╭─ Estratto del documento
E finalmente arrivò il raffreddamento ad acqua

Come e quando si è affermato definitivamente questo tipo di refrigerazione. Completiamo così la serie di articoli sul raffreddamento dei motori motociclistici
24 gennaio 2019

Qualunque sia il sistema di raffreddamento che si impiega, alla fine il calore viene sempre asportato dall’aria. Per questa ragione di quando in quando si parla di raffreddamento diretto e indiretto.

In questo secondo caso ci si riferisce ai sistemi nei quali le pareti della testa e del cilindro sono lambite da un liquido che quindi trasporta il calore asportato a uno scambiatore (il radiatore) ove viene infine ceduto all’aria.
Fin dagli albori del motorismo in campo automobilistico si è data la preferenza al raffreddamento ad acqua mentre in quello motociclistico si è affermato pressoché universalmente quello ad aria. In entrambi i casi non sono comunque mancate interessanti eccezioni.
╰─
╭─ Materiale mostrato
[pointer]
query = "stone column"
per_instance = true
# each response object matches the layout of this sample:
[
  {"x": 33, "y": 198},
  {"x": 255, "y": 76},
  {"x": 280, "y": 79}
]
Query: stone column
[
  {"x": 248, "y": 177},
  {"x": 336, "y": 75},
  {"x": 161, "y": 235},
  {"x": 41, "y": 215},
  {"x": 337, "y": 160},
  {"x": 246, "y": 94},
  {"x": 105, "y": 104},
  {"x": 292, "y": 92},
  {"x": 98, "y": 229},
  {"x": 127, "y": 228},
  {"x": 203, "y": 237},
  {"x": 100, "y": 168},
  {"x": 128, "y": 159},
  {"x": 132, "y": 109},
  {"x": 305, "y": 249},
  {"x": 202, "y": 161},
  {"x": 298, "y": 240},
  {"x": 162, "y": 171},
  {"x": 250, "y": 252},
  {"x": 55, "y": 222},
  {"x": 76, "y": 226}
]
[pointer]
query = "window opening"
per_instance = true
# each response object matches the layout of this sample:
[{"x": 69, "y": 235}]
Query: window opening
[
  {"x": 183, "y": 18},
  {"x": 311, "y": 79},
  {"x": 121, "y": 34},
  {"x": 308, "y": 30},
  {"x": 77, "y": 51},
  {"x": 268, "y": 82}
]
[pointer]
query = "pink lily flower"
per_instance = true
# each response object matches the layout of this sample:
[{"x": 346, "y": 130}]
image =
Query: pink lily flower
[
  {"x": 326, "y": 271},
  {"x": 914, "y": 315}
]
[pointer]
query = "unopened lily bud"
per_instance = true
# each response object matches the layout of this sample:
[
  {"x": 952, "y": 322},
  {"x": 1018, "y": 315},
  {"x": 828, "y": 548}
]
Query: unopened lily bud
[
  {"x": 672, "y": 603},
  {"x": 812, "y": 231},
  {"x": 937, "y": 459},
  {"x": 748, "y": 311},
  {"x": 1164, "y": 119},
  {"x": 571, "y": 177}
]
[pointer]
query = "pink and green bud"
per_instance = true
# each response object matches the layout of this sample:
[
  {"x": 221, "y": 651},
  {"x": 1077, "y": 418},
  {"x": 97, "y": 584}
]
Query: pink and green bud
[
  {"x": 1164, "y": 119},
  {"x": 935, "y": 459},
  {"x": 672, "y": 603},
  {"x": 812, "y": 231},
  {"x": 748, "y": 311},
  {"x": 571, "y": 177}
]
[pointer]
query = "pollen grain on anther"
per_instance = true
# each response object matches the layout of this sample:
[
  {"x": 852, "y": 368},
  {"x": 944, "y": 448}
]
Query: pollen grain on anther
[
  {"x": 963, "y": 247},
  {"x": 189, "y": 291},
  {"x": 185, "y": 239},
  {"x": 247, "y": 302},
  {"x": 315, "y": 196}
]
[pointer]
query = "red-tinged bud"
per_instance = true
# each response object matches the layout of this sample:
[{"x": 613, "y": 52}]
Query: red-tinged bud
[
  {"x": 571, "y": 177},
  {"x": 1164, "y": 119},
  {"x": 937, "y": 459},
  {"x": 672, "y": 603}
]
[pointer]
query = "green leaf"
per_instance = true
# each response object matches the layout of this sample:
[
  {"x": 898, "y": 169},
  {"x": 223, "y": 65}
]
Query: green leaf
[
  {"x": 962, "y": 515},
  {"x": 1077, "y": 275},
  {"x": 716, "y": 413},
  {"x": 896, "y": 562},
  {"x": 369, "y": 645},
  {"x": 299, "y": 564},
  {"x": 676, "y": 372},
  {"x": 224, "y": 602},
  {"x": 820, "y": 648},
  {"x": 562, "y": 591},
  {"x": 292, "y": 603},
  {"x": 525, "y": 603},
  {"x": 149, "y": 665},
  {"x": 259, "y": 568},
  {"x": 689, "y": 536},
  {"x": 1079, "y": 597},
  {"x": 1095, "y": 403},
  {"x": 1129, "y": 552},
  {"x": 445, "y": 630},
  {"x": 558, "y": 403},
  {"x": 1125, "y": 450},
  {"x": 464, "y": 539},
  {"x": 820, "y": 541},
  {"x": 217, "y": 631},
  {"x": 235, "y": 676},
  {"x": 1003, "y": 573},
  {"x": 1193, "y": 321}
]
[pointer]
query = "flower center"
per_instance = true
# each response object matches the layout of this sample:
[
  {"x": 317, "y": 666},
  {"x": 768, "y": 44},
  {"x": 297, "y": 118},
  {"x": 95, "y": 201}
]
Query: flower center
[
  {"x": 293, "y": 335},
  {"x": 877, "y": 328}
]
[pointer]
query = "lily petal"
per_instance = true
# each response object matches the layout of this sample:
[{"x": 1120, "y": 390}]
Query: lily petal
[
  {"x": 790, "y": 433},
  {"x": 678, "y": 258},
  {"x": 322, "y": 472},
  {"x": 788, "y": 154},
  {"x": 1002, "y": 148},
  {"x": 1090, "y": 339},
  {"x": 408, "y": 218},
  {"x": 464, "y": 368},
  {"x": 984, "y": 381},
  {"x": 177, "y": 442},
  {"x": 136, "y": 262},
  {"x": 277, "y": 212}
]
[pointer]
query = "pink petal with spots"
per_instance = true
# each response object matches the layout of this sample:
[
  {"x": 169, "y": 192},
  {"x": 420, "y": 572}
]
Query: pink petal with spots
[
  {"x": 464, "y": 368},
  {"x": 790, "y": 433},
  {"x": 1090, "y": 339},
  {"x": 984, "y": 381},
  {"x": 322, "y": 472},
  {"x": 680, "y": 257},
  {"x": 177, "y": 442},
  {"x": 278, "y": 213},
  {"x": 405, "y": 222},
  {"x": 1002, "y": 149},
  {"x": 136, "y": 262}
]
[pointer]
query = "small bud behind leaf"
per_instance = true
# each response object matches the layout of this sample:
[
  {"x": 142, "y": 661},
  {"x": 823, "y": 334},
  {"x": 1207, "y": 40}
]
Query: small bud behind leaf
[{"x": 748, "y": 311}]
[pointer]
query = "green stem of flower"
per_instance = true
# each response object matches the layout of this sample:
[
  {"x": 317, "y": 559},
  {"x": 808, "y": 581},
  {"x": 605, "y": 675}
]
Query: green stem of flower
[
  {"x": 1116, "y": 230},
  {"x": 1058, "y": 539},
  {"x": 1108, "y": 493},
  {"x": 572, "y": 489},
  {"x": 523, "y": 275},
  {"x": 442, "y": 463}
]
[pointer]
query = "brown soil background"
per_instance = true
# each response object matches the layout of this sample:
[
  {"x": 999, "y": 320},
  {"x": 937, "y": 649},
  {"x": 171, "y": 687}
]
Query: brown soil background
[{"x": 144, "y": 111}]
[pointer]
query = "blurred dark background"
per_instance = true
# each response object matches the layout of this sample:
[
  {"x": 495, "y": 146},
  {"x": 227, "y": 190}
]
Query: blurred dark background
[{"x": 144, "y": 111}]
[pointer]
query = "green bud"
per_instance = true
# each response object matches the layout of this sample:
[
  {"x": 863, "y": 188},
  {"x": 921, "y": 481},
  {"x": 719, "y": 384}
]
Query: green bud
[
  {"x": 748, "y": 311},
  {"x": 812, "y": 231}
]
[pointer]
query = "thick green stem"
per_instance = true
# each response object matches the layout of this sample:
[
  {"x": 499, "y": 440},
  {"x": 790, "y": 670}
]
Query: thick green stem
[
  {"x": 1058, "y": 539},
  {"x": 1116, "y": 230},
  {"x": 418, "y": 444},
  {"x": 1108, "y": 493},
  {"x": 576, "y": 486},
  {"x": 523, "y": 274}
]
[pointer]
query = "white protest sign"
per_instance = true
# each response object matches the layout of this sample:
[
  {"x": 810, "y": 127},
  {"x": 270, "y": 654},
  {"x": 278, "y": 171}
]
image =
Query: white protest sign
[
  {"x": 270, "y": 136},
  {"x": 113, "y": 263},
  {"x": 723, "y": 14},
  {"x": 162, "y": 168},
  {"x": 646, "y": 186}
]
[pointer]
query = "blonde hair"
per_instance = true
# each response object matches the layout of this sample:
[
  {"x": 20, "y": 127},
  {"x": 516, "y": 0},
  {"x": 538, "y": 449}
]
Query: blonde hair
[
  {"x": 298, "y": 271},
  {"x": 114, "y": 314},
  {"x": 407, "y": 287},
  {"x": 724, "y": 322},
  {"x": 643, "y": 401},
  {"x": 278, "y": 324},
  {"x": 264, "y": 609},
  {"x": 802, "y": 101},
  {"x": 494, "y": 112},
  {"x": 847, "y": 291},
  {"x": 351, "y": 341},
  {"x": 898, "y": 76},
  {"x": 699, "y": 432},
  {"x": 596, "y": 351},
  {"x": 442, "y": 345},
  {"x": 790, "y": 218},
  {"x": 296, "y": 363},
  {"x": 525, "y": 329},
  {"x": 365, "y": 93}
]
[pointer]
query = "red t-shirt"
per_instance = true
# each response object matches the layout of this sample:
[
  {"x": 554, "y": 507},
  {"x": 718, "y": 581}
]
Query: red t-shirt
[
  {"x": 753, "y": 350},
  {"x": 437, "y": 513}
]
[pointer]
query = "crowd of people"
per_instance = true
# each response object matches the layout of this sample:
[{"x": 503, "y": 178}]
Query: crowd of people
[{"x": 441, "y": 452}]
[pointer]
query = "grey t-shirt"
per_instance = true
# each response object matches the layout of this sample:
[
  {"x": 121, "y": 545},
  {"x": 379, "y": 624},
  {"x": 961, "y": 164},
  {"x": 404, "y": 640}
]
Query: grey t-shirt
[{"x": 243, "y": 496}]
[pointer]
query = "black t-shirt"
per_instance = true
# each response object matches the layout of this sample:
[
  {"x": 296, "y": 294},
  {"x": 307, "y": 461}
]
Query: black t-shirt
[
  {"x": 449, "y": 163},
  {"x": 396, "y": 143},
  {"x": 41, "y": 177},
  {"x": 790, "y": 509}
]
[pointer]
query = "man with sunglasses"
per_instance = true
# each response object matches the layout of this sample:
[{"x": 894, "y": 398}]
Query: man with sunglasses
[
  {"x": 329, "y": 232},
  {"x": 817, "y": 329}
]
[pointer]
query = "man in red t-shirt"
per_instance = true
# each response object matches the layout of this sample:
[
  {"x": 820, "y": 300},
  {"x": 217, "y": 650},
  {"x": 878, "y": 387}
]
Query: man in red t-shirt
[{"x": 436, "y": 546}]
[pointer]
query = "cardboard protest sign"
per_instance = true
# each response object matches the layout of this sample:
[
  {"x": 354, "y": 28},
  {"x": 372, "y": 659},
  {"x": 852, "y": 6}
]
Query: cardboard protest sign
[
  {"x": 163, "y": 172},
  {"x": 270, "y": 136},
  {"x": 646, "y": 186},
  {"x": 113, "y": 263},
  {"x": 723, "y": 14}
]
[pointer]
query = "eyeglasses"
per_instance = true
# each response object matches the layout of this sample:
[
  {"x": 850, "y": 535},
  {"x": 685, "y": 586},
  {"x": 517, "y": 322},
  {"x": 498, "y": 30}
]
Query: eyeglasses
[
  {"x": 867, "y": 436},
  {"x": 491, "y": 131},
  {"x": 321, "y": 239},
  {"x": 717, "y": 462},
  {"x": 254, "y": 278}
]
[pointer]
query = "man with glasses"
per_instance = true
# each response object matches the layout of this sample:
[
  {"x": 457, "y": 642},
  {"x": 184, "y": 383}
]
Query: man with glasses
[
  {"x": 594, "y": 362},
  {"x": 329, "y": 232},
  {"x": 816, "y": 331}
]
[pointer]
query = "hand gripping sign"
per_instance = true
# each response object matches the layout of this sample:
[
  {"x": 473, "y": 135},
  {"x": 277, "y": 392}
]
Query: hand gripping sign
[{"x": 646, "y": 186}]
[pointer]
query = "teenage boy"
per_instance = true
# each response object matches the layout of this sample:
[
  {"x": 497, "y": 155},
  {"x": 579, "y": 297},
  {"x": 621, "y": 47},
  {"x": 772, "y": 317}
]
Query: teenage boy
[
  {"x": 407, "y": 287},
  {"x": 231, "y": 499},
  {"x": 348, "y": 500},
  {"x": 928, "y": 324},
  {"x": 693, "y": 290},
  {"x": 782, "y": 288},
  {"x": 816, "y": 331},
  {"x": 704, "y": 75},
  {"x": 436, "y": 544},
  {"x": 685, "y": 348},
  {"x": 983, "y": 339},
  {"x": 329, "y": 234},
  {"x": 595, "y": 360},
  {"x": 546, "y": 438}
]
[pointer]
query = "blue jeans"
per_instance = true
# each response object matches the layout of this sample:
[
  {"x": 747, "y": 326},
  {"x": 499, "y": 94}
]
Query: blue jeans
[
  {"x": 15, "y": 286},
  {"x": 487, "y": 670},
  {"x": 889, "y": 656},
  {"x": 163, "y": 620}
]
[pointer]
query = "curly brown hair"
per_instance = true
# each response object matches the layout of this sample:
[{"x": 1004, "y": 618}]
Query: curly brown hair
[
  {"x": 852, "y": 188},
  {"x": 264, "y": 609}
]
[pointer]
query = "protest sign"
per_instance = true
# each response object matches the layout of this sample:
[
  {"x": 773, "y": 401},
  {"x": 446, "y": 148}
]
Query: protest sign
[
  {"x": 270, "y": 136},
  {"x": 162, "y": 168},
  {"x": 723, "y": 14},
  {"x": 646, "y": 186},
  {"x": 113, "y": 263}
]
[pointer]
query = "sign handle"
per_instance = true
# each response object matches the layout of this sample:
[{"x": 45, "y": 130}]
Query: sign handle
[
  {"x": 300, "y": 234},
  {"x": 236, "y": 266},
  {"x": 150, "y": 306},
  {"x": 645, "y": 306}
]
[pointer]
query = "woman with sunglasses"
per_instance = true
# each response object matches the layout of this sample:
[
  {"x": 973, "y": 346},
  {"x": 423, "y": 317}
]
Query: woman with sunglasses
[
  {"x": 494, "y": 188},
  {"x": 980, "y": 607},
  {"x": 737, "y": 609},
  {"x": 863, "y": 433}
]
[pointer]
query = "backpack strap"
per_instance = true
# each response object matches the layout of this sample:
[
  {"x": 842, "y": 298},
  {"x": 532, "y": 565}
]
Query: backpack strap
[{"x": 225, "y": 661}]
╰─
## Esercizi proposti:
- 1) Riassumi in due frasi l'articolo sul raffreddamento ad acqua.
- 2) Riscrivi come elenco puntato il paragrafo dell'articolo sul raffreddamento ad acqua che comincia con «In questo secondo caso», mantenendone i fatti principali.
- 3) Prosegui l'articolo sul raffreddamento ad acqua a partire dalla sua ultima frase.

## Risultati finali:
- 1) Qualunque sistema di raffreddamento si impieghi, alla fine il calore viene sempre asportato dall'aria. Nel raffreddamento indiretto è un liquido a portarlo dalle pareti della testa e del cilindro al radiatore; fin dagli albori le automobili hanno preferito l'acqua e le moto l'aria, con interessanti eccezioni in entrambi i casi.

- 2)
- Nei sistemi di raffreddamento indiretto un liquido lambisce le pareti della testa e del cilindro.
- Il liquido trasporta il calore asportato a uno scambiatore, il radiatore, che lo cede all'aria.
- Fin dagli albori del motorismo, in campo automobilistico si è preferito il raffreddamento ad acqua.
- In campo motociclistico si è affermato quasi universalmente quello ad aria.
- In entrambi i campi non sono mancate interessanti eccezioni.

- 3)
Questi due diversi orientamenti dei tecnici erano logici in quanto sulle autovetture il motore era completamente racchiuso (e di spazio attorno ad esso ce ne era in abbondanza) mentre sulle moto, mezzi più semplici e per i quali era importante la leggerezza, esso era liberamente esposto al vento della corsa.
Per le auto le eccezioni, che adottavano il raffreddamento ad aria (ovviamente forzata mediante ventola), si chiamavano Franklin e, dalla fine degli anni Trenta, Volkswagen Maggiolino; per quanto riguarda invece i mezzi a due ruote di serie, tra i pochi che adottavano la refrigerazione ad acqua occorre ricordare almeno la Scott bicilindrica e diverse realizzazioni tedesche degli anni Venti (ARCO, Aristos, Bohme, Maurer), più qualche modello a due tempi realizzato dalla DKW.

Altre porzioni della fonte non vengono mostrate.